- What to do -
Reproduce, please, only the lines from the first line below to the line containing "rule: each instance of the headlight", inclusive.

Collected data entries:
=== Section Start ===
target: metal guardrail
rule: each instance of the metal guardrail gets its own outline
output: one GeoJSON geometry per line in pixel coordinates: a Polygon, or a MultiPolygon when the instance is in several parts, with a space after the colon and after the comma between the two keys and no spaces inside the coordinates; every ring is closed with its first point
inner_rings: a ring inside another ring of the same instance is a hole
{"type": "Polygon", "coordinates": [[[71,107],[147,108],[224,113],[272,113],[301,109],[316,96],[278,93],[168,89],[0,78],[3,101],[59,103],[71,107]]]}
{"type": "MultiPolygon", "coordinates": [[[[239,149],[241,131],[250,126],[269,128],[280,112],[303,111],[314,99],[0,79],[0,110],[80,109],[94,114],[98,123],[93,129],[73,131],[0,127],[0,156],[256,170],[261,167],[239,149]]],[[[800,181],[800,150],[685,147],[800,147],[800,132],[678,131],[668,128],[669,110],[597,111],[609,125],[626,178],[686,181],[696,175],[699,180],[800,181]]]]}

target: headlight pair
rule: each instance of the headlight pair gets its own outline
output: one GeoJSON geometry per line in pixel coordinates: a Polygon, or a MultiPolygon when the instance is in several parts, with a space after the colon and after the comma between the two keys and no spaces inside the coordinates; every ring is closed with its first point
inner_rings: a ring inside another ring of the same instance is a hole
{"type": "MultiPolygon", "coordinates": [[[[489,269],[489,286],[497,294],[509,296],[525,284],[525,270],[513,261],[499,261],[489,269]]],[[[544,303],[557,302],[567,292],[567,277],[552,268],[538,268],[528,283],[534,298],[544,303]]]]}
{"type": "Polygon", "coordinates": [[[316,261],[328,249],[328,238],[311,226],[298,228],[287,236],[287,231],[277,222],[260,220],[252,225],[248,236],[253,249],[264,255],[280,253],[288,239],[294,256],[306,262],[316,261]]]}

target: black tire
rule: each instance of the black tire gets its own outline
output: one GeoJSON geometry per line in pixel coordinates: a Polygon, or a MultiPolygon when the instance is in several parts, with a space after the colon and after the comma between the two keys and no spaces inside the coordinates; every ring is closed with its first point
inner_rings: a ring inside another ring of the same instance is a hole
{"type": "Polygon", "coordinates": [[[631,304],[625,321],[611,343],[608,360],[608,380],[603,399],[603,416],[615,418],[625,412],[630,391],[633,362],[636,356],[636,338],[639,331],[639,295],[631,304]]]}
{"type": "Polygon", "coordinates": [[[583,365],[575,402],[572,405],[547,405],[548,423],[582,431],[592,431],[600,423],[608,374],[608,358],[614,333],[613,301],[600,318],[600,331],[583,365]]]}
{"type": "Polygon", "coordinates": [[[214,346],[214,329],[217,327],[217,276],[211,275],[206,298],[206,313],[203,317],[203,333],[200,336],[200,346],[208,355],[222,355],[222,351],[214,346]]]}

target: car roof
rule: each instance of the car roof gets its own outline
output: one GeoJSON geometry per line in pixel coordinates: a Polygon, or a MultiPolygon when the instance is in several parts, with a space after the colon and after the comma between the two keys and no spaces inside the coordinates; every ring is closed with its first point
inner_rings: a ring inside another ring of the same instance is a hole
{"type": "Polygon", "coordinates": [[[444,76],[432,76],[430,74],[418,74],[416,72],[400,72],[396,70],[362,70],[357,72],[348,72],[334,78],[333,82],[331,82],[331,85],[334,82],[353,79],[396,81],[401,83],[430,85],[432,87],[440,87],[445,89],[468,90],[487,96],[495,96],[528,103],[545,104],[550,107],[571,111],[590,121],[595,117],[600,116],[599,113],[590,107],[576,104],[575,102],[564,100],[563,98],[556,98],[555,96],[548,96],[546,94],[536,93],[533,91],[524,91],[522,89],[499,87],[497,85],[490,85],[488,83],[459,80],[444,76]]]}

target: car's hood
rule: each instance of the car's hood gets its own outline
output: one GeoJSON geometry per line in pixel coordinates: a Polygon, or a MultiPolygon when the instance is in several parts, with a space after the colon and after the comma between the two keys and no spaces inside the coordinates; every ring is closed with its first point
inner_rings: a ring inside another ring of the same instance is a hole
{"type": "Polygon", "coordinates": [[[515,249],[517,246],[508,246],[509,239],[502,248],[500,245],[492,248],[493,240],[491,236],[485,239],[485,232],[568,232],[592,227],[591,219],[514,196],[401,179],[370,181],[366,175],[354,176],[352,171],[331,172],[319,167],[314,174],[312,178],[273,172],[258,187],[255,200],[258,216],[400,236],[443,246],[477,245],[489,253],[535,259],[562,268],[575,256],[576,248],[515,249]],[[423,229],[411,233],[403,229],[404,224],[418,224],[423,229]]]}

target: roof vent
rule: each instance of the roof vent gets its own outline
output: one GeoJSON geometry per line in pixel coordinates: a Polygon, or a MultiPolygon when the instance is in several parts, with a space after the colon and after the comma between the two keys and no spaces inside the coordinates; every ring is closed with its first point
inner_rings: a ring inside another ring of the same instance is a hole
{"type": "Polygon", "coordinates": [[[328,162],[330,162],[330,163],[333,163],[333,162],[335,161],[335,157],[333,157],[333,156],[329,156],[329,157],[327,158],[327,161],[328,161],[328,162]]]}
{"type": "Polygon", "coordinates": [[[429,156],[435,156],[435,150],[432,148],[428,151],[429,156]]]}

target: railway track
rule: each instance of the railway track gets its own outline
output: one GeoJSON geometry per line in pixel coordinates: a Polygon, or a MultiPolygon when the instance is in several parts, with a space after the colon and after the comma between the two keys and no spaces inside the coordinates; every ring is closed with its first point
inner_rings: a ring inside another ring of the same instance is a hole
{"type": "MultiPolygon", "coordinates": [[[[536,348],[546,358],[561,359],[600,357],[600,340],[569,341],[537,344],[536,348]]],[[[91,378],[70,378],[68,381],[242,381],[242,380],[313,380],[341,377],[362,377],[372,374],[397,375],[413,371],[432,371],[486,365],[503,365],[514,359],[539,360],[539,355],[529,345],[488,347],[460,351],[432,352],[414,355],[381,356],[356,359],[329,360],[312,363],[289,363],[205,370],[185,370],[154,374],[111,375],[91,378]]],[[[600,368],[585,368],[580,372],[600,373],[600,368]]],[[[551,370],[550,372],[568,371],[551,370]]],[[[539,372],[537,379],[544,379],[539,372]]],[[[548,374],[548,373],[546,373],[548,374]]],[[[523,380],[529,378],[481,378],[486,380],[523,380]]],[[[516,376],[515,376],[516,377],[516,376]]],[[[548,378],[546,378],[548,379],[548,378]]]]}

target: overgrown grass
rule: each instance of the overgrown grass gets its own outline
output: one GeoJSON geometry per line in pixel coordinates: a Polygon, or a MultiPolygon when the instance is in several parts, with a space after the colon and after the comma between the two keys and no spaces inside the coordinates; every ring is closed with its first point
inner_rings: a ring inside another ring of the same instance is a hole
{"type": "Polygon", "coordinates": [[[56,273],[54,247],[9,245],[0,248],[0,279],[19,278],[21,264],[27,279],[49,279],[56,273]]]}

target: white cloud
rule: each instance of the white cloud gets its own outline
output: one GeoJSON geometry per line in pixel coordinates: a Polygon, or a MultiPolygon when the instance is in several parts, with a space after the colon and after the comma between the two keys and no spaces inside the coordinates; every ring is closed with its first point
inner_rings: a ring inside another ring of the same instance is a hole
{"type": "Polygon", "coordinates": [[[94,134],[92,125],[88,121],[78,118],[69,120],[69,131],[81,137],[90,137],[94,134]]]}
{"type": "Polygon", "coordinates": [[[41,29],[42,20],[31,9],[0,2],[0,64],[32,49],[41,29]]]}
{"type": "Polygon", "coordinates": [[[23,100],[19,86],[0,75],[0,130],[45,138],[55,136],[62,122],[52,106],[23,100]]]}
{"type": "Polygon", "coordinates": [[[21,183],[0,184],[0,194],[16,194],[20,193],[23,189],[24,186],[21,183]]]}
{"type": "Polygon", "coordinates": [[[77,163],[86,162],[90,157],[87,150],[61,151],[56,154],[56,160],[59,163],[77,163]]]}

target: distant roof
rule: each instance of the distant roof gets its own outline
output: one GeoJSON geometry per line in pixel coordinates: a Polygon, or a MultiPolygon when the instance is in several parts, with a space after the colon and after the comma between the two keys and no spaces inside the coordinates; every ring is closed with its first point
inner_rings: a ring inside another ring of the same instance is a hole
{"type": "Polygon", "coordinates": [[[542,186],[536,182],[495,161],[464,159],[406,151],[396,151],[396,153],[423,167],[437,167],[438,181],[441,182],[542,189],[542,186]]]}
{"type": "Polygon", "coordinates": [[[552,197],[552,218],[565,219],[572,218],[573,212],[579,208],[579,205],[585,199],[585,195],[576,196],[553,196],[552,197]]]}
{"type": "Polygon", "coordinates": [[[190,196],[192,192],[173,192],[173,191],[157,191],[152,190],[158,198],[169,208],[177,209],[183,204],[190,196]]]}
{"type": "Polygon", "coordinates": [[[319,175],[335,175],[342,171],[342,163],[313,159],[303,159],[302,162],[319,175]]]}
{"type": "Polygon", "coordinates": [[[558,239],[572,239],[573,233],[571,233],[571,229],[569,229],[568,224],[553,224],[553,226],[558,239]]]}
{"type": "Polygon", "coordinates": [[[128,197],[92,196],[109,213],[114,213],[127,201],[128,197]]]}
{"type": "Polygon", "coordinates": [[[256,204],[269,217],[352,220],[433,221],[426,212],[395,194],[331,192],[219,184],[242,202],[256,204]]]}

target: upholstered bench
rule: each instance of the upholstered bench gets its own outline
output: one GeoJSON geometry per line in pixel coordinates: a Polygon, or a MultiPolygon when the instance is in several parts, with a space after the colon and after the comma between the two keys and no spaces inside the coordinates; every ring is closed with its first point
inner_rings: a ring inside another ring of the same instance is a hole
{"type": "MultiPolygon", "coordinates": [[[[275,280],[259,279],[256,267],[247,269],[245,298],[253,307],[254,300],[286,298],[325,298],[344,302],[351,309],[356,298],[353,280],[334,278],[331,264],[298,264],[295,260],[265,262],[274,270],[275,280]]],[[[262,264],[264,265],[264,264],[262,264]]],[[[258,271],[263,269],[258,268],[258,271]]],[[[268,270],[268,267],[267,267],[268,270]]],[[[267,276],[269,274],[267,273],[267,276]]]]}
=== Section End ===
- Output for this exercise -
target: metal guardrail
rule: each instance of the metal guardrail gets its own outline
output: one GeoJSON geometry per line in pixel coordinates: a Polygon, or a MultiPolygon when the instance is in several parts, with a space after the colon and after the comma between the two keys and no spaces inside the coordinates; every ring is closed with its first point
inner_rings: a ring inside another ring of the same instance is a hole
{"type": "Polygon", "coordinates": [[[71,107],[147,108],[224,113],[272,113],[301,109],[316,96],[278,93],[168,89],[0,78],[3,101],[59,103],[71,107]]]}
{"type": "MultiPolygon", "coordinates": [[[[239,149],[241,131],[250,126],[269,128],[280,112],[303,111],[314,99],[0,79],[0,110],[80,109],[94,114],[98,123],[93,129],[73,131],[0,127],[0,156],[256,170],[261,167],[239,149]]],[[[800,181],[800,150],[685,147],[800,147],[800,132],[678,131],[668,128],[669,110],[597,111],[609,125],[626,178],[686,181],[696,175],[699,180],[800,181]]]]}

target: headlight pair
rule: each instance of the headlight pair gets its own outline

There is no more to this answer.